Zaak C‑672/13

OTP Bank Nyrt

tegen

Magyar Állam

en

Magyar Államkincstár

(verzoek van de Fővárosi Törvényszék om een prejudiciële beslissing)

„Prejudiciële verwijzing — Staatssteun — Artikel 107, lid 1, VWEU — Begrip ‚staatssteun’ — Woonsubsidie die vóór de toetreding van Hongarije tot de Europese Unie is verleend aan bepaalde groepen gezinnen — Afwikkeling van de subsidie door kredietinstellingen in ruil voor een staatsgarantie — Artikel 108, lid 3, VWEU — Maatregel die niet vooraf bij de Europese Commissie is aangemeld — Onrechtmatigheid”

Samenvatting – Arrest van het Hof (Zesde kamer) van 19 maart 2015

  1. Prejudiciële vragen – Bevoegdheid van het Hof – Grenzen – Uitlegging van het begrip steun – Daaronder begrepen

    (Art. 108 VWEU en 267 VWEU)
□ □ □ □ □ □ □
→ OPDRACHT 1
Tel in hoeveel regels van de items hieronder de tekenreeks "boot" voorkomt, waarbij hoofdletters en kleine letters als verschillend gelden. Geef uitsluitend het getal.
□ □ □ □ □ □ □
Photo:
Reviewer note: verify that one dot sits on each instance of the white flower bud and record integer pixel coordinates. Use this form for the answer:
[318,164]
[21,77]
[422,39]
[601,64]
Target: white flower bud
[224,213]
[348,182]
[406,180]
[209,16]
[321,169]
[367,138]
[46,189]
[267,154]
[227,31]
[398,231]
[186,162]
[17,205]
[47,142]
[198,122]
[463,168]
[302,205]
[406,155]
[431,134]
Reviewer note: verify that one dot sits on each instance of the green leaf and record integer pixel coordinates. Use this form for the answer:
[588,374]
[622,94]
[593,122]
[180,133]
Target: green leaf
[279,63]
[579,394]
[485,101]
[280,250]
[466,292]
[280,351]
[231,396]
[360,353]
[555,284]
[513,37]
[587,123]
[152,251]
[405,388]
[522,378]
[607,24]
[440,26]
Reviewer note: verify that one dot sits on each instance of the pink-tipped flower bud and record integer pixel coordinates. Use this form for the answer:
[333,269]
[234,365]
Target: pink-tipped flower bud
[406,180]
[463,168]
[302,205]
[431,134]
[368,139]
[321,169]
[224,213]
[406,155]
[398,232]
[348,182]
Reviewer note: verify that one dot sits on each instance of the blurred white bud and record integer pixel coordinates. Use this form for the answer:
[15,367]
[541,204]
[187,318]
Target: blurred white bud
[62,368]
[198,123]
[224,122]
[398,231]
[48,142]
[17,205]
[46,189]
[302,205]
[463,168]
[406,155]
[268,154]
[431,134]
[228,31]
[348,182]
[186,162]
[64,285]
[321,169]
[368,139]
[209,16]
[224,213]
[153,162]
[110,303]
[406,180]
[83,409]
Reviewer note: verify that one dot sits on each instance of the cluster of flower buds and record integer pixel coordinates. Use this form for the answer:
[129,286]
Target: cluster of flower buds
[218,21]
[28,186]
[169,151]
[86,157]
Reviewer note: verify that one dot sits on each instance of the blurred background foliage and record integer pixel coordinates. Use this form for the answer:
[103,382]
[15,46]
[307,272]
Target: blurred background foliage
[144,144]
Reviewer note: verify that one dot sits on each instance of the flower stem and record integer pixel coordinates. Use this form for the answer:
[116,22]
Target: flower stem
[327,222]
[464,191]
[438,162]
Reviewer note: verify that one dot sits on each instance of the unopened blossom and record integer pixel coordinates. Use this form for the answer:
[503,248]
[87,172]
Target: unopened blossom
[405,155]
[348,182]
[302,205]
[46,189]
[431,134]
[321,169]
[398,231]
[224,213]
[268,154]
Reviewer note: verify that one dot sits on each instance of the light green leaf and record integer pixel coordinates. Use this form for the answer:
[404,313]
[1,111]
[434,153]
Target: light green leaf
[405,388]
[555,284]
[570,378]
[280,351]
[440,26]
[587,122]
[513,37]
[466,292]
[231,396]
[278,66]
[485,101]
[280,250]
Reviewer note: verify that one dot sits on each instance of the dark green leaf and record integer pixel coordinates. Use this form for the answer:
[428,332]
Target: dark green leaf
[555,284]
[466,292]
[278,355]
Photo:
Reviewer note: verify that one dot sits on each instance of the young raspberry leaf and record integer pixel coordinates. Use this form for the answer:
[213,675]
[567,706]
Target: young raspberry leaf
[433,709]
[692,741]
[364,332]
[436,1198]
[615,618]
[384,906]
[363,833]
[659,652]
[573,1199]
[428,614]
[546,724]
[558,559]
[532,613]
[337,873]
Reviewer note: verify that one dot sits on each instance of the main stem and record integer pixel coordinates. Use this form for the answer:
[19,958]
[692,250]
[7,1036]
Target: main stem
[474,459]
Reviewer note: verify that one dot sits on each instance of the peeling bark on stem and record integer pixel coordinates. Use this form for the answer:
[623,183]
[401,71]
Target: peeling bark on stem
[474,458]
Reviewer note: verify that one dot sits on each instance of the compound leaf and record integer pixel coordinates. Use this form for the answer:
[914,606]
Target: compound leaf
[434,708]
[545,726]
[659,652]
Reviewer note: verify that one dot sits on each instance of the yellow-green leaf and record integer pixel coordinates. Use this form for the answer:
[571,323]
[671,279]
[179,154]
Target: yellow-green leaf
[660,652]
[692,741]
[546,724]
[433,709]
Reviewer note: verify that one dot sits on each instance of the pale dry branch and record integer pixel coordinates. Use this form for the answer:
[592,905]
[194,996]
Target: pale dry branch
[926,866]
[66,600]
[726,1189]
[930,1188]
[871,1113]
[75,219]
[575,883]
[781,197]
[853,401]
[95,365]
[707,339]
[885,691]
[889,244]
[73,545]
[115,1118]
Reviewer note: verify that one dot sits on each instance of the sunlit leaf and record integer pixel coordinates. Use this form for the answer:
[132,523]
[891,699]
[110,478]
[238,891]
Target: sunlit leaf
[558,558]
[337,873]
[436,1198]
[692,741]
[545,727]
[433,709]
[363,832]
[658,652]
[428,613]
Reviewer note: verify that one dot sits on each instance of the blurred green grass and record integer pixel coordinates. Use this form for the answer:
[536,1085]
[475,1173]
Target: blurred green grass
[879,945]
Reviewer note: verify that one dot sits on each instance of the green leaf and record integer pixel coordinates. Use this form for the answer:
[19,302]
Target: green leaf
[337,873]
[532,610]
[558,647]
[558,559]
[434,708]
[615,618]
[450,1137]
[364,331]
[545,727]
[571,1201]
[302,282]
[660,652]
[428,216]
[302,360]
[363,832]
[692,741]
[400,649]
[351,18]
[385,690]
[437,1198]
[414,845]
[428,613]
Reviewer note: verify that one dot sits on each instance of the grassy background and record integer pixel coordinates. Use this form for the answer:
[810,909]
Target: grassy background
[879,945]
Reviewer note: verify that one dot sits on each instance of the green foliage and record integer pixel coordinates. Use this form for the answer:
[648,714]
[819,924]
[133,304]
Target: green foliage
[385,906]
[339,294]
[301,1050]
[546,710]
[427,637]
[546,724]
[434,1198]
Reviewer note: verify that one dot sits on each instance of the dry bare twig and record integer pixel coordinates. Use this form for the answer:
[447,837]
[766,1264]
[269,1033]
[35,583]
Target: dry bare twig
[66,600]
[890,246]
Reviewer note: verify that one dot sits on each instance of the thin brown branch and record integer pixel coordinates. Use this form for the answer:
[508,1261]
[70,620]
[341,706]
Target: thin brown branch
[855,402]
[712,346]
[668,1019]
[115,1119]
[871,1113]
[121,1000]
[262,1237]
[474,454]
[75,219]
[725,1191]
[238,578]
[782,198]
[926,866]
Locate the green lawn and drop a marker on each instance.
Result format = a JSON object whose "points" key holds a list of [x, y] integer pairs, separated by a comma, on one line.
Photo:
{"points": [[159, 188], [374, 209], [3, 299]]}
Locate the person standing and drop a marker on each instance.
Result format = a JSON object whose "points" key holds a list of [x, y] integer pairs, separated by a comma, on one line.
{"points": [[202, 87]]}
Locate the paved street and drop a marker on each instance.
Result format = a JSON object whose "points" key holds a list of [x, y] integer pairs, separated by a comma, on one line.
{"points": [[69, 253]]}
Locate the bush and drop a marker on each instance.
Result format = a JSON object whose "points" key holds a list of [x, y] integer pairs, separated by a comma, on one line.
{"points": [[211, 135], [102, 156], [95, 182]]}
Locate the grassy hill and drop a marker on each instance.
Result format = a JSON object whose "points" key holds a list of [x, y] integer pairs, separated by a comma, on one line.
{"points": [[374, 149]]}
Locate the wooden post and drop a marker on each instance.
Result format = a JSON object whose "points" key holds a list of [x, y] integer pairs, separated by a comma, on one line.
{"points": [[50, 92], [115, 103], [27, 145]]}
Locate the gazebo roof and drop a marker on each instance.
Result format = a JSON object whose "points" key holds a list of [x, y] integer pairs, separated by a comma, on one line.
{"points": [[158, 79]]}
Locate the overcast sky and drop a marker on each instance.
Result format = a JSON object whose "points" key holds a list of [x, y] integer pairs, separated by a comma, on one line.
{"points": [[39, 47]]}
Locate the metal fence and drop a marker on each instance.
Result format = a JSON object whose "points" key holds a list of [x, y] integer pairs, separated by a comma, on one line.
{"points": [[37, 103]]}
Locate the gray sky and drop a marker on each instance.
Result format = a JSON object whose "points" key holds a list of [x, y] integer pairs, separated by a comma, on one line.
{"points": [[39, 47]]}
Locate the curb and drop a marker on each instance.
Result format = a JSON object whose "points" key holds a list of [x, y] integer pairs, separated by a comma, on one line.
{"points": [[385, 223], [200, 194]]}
□ □ □ □ □ □ □
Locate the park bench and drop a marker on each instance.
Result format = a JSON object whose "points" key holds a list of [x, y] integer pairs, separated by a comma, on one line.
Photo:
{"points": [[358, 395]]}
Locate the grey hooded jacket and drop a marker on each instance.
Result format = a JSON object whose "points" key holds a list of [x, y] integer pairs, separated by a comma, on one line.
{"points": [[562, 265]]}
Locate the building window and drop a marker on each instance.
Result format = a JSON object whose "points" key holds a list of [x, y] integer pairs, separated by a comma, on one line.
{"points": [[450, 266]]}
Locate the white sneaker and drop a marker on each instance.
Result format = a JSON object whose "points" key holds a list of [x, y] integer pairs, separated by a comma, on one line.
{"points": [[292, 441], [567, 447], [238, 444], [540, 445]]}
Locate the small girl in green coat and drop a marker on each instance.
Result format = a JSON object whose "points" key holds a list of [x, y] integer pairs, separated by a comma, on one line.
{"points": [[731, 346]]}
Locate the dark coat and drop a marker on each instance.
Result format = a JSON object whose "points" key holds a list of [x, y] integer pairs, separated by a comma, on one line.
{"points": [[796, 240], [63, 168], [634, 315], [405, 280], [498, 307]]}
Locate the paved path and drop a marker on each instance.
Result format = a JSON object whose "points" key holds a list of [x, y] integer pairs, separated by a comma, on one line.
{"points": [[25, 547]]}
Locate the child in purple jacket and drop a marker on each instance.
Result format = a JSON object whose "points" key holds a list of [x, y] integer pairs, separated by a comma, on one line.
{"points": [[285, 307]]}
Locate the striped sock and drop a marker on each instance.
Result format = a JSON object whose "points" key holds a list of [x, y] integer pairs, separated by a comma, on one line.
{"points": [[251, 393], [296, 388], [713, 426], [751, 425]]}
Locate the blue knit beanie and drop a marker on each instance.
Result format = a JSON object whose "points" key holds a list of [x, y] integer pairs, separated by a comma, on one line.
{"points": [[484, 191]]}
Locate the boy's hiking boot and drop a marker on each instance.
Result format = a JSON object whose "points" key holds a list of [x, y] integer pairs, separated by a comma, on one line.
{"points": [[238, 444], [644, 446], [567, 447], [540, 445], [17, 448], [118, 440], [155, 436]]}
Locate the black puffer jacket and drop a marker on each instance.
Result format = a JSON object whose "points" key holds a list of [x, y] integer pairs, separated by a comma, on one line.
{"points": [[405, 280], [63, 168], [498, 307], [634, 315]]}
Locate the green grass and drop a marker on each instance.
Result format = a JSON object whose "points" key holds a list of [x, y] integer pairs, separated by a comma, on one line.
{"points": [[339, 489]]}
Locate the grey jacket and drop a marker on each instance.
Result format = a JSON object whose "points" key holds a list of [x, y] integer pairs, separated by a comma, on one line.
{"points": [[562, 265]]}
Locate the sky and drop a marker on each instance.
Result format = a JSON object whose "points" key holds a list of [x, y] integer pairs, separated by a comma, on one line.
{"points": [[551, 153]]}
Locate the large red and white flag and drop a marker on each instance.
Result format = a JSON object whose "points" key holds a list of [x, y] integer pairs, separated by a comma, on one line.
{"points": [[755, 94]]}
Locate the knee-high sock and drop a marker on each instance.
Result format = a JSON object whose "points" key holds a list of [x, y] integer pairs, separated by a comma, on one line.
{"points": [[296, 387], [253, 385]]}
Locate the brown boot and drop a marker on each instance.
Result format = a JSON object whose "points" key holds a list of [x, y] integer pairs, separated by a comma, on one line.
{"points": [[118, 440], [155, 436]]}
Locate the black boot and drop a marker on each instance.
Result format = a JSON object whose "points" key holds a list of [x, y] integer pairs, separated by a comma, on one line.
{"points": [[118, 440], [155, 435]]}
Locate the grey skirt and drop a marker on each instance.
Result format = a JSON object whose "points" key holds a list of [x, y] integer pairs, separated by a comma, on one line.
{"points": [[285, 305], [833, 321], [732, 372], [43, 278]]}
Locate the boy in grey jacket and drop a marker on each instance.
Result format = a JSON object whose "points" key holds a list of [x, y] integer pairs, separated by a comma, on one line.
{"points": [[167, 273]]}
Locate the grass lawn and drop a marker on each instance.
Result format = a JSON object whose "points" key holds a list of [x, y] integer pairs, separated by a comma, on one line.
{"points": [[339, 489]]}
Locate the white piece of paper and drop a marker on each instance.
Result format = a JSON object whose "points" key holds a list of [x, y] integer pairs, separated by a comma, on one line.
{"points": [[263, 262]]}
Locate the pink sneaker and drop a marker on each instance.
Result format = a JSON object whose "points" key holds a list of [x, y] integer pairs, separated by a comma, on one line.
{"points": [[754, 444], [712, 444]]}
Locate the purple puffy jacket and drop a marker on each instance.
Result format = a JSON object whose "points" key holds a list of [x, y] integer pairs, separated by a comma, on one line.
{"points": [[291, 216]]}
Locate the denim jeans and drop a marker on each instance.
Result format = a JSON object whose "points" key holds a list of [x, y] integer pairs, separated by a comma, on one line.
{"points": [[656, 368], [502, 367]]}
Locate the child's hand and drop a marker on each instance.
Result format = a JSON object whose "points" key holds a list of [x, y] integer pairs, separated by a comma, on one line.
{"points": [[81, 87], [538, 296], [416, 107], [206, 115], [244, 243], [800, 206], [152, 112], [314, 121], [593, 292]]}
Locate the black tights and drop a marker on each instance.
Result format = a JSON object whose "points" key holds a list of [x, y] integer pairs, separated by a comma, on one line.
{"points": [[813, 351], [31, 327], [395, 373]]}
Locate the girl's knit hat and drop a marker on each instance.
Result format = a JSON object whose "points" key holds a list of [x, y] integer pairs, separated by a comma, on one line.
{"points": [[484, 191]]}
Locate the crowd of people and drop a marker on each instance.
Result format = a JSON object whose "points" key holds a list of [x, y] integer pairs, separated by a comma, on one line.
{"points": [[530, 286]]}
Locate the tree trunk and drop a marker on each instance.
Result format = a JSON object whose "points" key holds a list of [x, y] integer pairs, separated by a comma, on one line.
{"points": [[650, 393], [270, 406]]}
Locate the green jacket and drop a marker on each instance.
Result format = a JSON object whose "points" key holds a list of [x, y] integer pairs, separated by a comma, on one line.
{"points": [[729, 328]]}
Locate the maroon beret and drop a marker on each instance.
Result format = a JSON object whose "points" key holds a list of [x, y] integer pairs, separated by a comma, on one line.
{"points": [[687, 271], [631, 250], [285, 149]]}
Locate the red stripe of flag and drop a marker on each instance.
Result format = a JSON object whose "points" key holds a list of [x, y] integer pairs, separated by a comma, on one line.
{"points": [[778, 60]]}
□ □ □ □ □ □ □
→ OPDRACHT 2
Schrijf het fragment over zaak C‑672/13 hierboven volledig en letterlijk over.

→ UITWERKING 1
3

→ UITWERKING 2
Zaak C‑672/13

OTP Bank Nyrt

tegen

Magyar Állam

en

Magyar Államkincstár

(verzoek van de Fővárosi Törvényszék om een prejudiciële beslissing)

„Prejudiciële verwijzing — Staatssteun — Artikel 107, lid 1, VWEU — Begrip ‚staatssteun’ — Woonsubsidie die vóór de toetreding van Hongarije tot de Europese Unie is verleend aan bepaalde groepen gezinnen — Afwikkeling van de subsidie door kredietinstellingen in ruil voor een staatsgarantie — Artikel 108, lid 3, VWEU — Maatregel die niet vooraf bij de Europese Commissie is aangemeld — Onrechtmatigheid”

Samenvatting – Arrest van het Hof (Zesde kamer) van 19 maart 2015

  1. Prejudiciële vragen – Bevoegdheid van het Hof – Grenzen – Uitlegging van het begrip steun – Daaronder begrepen

    (Art. 108 VWEU en 267 VWEU)